Documento:

◆ ◆ ◆ ◆ ◆

Bolaño narra drama da geração 68

Romance "Amuleto" mostra destino de personagens pelos olhos de uma poeta presa durante 13 dias

JOCA REINERS TERRON
ESPECIAL PARA A FOLHA

Assim como outros poemas e contos de Roberto Bolaño, "Amuleto" é uma novela-estilhaço saída do buraco negro cosmogônico representado por "Os Detetives Selvagens". Nela, ouvimos a voz (e são tantas as vozes em Bolaño, porém sempre a mesma, a soar na garganta de toda uma geração) de Auxilio Lacouture, poeta uruguaia magra como o Quixote e desdentada feito a poesia, que morde mesmo sem ter dentes com que morder.
Enquanto narra (ou canta), Auxilio, "a mãe dos poetas do México", está presa no banheiro da Faculdade de Filosofia e Letras, ao mesmo tempo em que o prédio é tomado pelas tropas militares.

◆ ◆ ◆ ◆ ◆

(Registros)
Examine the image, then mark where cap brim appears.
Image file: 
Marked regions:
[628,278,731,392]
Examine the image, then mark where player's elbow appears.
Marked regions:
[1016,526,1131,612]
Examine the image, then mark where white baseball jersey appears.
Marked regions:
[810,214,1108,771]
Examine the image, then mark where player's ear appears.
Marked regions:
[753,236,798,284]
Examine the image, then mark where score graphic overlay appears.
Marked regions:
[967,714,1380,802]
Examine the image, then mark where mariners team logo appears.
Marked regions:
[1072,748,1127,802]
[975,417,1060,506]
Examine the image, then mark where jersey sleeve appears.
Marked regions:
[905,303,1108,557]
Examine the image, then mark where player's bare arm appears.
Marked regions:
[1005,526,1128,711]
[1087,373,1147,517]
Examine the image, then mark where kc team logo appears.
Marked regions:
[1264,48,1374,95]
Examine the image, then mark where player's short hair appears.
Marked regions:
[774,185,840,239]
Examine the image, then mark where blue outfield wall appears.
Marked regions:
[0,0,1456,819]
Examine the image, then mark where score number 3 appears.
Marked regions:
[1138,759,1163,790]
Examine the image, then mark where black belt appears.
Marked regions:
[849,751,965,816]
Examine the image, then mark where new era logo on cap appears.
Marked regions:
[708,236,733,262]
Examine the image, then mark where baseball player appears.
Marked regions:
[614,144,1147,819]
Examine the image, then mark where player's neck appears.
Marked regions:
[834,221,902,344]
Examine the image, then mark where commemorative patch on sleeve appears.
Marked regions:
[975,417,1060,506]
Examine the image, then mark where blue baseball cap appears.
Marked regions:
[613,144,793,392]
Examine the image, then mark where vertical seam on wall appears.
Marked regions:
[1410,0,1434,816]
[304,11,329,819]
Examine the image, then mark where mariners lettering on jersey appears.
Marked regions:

◆ ◆ ◆ ◆ ◆

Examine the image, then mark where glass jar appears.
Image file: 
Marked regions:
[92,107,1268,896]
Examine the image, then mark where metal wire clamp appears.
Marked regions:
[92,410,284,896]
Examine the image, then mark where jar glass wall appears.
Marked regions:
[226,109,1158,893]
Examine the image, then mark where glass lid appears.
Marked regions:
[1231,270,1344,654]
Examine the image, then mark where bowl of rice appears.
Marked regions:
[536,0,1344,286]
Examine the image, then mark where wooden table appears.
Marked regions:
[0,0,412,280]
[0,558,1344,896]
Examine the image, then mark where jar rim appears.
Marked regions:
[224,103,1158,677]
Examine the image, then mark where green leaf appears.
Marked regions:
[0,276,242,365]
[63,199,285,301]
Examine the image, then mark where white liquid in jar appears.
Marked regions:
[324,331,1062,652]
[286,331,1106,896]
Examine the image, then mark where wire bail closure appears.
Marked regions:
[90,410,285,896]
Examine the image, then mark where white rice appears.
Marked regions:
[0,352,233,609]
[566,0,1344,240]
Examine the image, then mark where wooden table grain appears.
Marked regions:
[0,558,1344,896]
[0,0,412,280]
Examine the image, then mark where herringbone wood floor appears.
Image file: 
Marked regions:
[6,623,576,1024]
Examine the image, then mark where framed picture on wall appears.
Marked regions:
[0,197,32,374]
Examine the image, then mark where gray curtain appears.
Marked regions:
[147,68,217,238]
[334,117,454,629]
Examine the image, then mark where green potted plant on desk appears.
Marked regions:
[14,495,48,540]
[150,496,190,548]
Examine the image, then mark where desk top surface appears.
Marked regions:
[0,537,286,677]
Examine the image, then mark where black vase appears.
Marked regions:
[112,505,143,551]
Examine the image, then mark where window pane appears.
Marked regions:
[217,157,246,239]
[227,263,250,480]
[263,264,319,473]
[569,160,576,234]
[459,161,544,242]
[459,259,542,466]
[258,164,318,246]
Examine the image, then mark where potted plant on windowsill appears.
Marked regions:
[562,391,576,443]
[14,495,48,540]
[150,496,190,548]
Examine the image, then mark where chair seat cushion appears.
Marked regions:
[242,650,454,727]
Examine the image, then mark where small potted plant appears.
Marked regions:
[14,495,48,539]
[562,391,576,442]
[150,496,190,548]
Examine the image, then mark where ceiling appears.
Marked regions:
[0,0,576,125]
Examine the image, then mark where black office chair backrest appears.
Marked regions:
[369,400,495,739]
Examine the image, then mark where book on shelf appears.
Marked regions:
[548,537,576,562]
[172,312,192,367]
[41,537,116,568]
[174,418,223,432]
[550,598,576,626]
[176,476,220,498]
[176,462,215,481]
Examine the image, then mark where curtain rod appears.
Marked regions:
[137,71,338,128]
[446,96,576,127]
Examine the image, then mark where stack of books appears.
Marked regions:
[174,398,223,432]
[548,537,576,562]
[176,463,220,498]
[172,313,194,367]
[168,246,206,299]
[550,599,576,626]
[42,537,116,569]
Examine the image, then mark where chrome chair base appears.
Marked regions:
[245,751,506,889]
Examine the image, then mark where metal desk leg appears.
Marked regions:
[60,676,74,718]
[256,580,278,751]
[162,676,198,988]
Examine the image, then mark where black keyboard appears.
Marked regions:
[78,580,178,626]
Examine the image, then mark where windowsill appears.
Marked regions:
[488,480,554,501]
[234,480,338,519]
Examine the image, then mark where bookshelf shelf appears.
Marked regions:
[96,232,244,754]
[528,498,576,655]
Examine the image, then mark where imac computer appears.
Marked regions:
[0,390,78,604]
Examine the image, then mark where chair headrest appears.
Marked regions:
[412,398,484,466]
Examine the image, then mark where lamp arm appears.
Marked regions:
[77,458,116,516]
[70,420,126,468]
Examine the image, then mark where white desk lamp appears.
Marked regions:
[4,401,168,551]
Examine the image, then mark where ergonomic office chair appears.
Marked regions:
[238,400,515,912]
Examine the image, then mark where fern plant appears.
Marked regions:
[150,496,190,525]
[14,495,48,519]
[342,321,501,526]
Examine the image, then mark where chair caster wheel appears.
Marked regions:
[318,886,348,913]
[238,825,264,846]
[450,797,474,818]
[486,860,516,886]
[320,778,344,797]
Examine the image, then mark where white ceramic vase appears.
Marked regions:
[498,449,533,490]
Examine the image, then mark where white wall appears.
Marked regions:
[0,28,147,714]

◆ ◆ ◆ ◆ ◆

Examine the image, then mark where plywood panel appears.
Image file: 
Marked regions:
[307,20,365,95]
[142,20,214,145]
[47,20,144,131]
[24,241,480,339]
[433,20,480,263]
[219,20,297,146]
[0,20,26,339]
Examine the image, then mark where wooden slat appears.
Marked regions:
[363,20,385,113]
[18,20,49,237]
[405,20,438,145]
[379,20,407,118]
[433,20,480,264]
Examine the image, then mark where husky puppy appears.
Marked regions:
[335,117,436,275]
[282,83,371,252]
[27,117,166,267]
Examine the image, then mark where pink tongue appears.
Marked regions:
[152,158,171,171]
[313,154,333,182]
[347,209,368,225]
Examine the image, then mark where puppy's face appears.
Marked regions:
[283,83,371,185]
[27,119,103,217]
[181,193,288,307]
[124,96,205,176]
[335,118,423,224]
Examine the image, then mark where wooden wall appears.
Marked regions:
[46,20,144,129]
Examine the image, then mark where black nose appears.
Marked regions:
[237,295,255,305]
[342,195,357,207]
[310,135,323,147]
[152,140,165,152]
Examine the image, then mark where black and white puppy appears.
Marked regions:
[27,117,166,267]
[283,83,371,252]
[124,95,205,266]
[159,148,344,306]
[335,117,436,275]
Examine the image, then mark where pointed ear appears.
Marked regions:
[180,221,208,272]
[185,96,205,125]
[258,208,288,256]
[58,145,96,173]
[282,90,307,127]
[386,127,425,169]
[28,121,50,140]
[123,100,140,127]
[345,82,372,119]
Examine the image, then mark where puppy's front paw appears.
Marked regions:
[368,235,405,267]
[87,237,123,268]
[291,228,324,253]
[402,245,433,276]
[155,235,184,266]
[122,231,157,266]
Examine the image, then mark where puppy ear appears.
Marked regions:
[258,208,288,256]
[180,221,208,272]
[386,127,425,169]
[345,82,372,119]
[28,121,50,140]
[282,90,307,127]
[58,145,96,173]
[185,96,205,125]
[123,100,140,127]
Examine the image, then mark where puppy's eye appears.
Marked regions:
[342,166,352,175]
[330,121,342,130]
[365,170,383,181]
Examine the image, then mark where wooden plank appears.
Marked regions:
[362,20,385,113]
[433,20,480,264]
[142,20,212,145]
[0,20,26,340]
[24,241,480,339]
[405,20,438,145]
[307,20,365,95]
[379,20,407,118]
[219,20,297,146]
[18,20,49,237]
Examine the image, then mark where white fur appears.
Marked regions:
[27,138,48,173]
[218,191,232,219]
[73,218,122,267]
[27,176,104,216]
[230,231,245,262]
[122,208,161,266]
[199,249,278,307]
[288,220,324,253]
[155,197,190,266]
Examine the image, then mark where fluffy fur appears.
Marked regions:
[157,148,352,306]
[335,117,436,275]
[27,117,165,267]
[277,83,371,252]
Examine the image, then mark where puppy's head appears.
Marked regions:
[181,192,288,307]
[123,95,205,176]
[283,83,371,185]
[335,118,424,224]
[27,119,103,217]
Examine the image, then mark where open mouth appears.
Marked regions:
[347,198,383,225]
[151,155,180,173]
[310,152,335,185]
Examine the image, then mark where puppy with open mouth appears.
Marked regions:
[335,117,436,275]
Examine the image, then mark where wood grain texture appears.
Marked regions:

◆ ◆ ◆ ◆ ◆

Enunciado 1: Reescreva o trecho da resenha sobre "Amuleto" que começa em "Assim como outros" e segue até "com que morder.", trocando "Quixote" por "Dom Quixote".
Enunciado 2: Segundo a resenha sobre "Amuleto", por que o livro é chamado de novela-estilhaço?
Enunciado 3: Dê continuidade à resenha sobre o romance "Amuleto", de Bolaño, a partir da última frase apresentada.

Resposta 1:
Assim como outros poemas e contos de Roberto Bolaño, "Amuleto" é uma novela-estilhaço saída do buraco negro cosmogônico representado por "Os Detetives Selvagens". Nela, ouvimos a voz (e são tantas as vozes em Bolaño, porém sempre a mesma, a soar na garganta de toda uma geração) de Auxilio Lacouture, poeta uruguaia magra como o Dom Quixote e desdentada feito a poesia, que morde mesmo sem ter dentes com que morder.

Resposta 2: Porque, assim como outros poemas e contos de Roberto Bolaño, "Amuleto" saiu do buraco negro cosmogônico representado por "Os Detetives Selvagens".

Resposta 3:
Estamos em setembro de 1968, e durante 13 dias, sem ter o que comer (a não ser pedaços de papel higiênico), observaremos ziguezaguearem por seu testemunho (e só ela parece ter a chave desse desfile selvagem) os destinos de Lílian Serpas (ela, que fez amor com Che Guevara) e de seu desafortunado filho Carlos, a vida e a morte dos poetas espanhóis León Felipe e Pedro Garlias (de quem Auxilio era empregada), além do Rei dos Homossexuais da Colônia Guerrero e de outros personagens oriundos do multitudinário "Os Detetives Selvagens", tais como Ulises Lima e Arturo Belano. O livro, não à toa, é dedicado a Mario Santiago, o Ulises Lima real, morto ao ser atropelado em 1998.
Belano é o alter ego de Bolaño, protagonista de parte de suas narrativas (nas quais às vezes surge só como "B.") e anti-herói latino-americano por excelência, um poeta vagabundo cuja totemização da poesia chega à adoração e, ainda mais, a ser a agulha imantada do destino por si, a nortear a tragédia dos contemporâneos de ditaduras na América Latina da segunda metade do século 20.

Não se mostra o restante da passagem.